— START Supplied data —
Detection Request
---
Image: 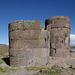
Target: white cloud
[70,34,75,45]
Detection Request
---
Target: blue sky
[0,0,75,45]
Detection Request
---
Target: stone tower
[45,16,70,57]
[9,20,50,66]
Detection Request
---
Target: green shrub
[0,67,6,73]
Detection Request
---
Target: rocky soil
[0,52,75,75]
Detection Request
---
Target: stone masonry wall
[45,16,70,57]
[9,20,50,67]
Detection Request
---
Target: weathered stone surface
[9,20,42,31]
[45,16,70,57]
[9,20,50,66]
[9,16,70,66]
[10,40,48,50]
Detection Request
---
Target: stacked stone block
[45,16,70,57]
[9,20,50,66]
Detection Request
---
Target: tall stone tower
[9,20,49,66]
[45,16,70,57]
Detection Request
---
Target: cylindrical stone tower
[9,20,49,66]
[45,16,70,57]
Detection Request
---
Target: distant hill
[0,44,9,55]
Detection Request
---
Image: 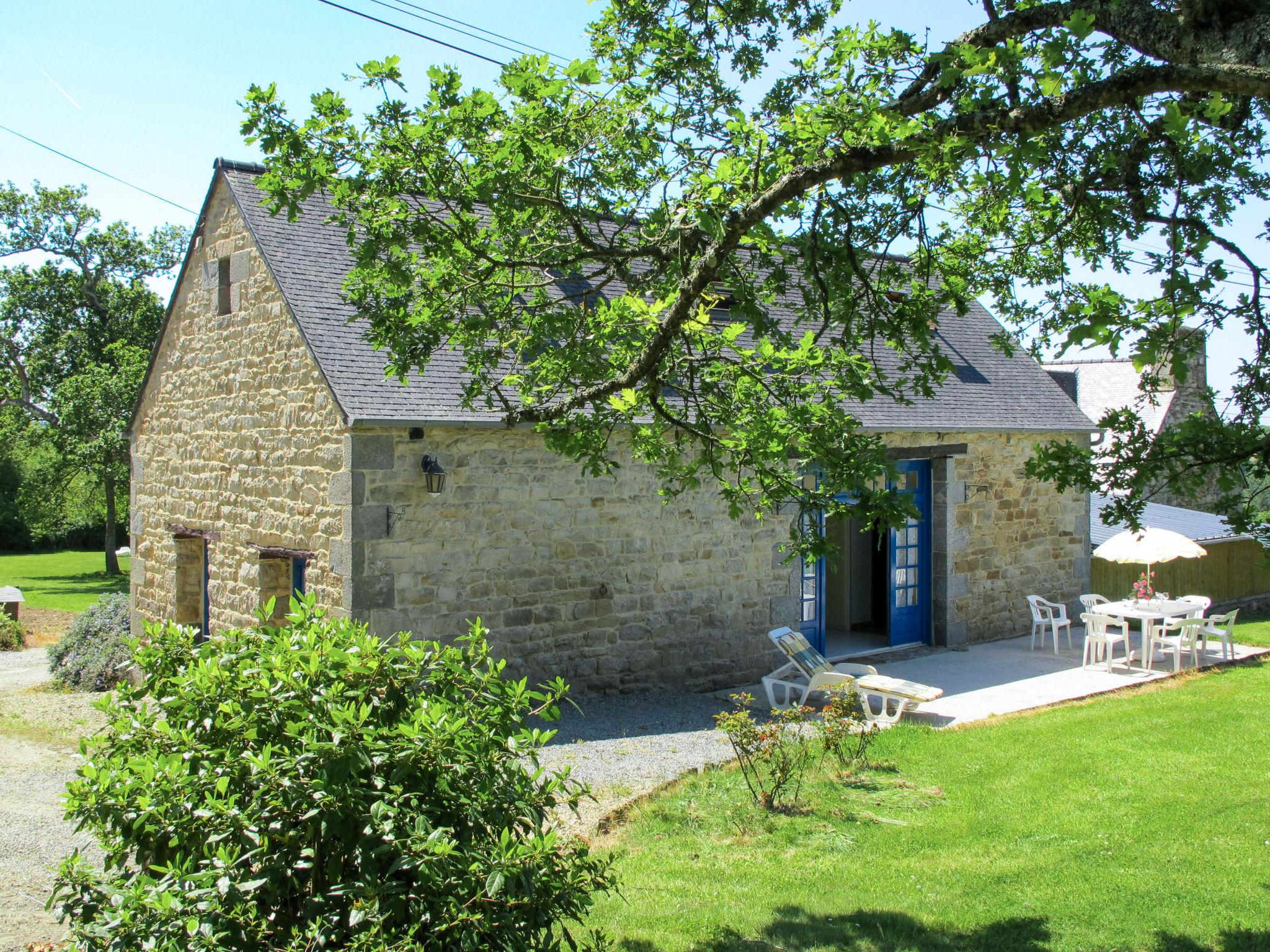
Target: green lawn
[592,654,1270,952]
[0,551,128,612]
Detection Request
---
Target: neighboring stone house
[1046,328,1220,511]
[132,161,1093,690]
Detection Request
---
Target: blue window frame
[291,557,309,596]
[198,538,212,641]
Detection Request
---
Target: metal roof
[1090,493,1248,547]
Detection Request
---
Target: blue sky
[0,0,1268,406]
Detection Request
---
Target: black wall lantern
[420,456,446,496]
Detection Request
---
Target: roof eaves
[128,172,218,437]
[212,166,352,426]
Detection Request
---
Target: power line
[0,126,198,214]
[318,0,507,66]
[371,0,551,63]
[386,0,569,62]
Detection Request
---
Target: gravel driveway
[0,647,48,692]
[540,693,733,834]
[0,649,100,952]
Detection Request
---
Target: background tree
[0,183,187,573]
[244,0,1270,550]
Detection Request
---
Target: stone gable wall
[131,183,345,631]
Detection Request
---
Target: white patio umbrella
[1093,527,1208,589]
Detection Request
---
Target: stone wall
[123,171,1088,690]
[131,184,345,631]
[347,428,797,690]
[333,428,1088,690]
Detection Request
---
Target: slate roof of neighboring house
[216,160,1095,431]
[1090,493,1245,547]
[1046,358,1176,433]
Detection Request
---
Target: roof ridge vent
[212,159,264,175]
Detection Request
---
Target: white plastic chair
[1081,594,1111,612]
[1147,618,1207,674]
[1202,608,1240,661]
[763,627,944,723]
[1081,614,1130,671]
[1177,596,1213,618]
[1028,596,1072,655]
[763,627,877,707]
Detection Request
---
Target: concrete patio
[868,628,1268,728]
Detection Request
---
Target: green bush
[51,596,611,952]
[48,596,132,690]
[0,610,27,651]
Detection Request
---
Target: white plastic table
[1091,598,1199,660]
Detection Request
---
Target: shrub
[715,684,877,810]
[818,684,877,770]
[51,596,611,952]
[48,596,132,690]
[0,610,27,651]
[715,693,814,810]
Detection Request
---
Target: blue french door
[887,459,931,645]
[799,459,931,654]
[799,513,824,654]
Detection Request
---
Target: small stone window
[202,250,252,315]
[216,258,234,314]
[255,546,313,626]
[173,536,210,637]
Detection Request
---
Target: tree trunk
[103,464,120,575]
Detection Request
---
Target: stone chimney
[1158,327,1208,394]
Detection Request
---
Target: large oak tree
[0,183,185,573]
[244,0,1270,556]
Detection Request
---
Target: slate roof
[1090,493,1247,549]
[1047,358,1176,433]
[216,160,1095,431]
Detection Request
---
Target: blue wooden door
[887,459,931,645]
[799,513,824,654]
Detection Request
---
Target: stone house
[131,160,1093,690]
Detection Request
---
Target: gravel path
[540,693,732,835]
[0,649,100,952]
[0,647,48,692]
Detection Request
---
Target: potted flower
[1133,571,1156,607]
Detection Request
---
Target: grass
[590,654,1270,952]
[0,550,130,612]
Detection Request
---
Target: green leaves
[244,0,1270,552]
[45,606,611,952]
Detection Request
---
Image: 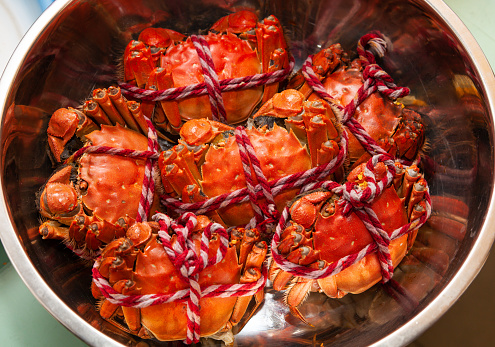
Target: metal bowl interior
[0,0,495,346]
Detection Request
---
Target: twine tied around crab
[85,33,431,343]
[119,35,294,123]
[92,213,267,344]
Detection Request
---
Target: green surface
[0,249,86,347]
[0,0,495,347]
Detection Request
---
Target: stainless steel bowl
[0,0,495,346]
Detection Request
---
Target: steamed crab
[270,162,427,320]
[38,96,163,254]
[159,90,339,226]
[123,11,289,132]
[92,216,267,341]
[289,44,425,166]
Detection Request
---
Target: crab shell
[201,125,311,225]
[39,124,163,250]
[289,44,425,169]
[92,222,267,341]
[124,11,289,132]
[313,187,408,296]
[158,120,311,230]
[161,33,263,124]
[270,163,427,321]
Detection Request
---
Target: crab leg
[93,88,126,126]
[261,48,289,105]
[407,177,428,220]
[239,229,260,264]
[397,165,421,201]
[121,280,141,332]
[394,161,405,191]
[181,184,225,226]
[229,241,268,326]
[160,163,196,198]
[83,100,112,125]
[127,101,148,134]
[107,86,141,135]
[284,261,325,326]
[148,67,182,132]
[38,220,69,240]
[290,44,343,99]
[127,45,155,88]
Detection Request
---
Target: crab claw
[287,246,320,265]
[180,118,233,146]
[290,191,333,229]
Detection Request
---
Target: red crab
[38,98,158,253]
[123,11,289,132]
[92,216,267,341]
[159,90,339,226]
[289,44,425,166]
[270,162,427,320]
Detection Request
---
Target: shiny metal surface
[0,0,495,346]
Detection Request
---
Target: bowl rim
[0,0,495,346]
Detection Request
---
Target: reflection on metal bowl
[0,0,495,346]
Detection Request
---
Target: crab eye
— END Supplied data —
Collect every line from the items above that contains the word "blue", and list each one as a separate line.

Target: blue sky
Target: blue window frame
Target: blue sky
Target: blue french door
Target: blue wooden door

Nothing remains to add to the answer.